◆ Short exercise A: Copy the records word for word from the line containing "segment ice surface, every instance" through the last line of the records, both included.

◆ Page:
SUPERIOR COURT OF NEW JERSEY
APPELLATE DIVISION
DOCKET NO. A-2659-99T4
A-1487-00T4
STATE OF NEW JERSEY,
Plaintiff-Respondent,
v.
DONALD CLARK,
Defendant-Appellant.
___________________________________
Submitted: March 4, 2002 - Decided: June 20, 2002
Before Judges Petrella, Kestin and Steinberg.
On appeal from the Superior Court of New Jersey,
Law Division, Criminal Part, Bergen County,
96-8-1064-I.
Peter A. Garcia, Acting Public Defender, attorney
for appellant (M. Virginia Barta, Assistant
Deputy Public Defender, of counsel and on the
brief).
Appellant filed a pro se brief.
William H. Schmidt, Bergen County Prosecutor,
attorney for respondent (Annmarie Cozzi, Assistant
Prosecutor, of counsel and on the brief).
The opinion of the court was delivered by
KESTIN, J.A.D.

◆ Data for this exercise:

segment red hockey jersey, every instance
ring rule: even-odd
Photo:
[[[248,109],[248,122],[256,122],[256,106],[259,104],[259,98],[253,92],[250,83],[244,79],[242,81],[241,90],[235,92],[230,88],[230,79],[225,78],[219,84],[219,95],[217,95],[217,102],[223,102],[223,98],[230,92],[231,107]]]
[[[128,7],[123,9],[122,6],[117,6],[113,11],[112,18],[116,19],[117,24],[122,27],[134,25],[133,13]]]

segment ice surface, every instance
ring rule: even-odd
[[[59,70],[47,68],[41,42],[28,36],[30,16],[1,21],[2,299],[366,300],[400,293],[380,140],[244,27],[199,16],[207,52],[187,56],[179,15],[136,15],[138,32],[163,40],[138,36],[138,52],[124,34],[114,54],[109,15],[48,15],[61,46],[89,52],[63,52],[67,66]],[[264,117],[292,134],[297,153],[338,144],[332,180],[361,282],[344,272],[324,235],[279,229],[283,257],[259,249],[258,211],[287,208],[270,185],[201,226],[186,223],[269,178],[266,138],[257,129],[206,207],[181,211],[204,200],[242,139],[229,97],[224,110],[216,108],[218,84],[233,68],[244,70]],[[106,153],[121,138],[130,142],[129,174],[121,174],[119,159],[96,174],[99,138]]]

◆ Short exercise B: For each statement below, say yes or no according to the appellate case header, and quote the words in it that settle the matter: (i) the case was decided on June 20, 2002; (ii) the appeal came from the Law Division in Essex County; (iii) Judge Petrella delivered the opinion of the court.

◆ Correct result A:
segment ice surface, every instance
ring rule: even-odd
[[[59,70],[47,68],[41,42],[28,36],[30,16],[1,21],[2,299],[366,300],[400,293],[380,140],[244,27],[199,16],[207,52],[187,56],[179,15],[136,15],[138,32],[163,40],[138,36],[138,52],[124,34],[114,54],[109,15],[48,15],[61,46],[89,52],[63,52],[67,66]],[[264,117],[292,134],[297,153],[338,144],[332,180],[361,282],[344,272],[324,235],[279,229],[283,257],[259,249],[258,211],[287,208],[270,185],[201,226],[186,223],[269,178],[266,138],[257,129],[206,207],[181,211],[204,200],[242,139],[229,97],[224,110],[216,108],[218,84],[233,68],[244,70]],[[106,153],[121,138],[130,142],[129,174],[121,174],[119,159],[96,174],[99,138]]]

◆ Correct result B:
(i) Yes: "Decided: June 20, 2002"
(ii) No: "Law Division, Criminal Part, Bergen County"
(iii) No: "The opinion of the court was delivered by KESTIN, J.A.D."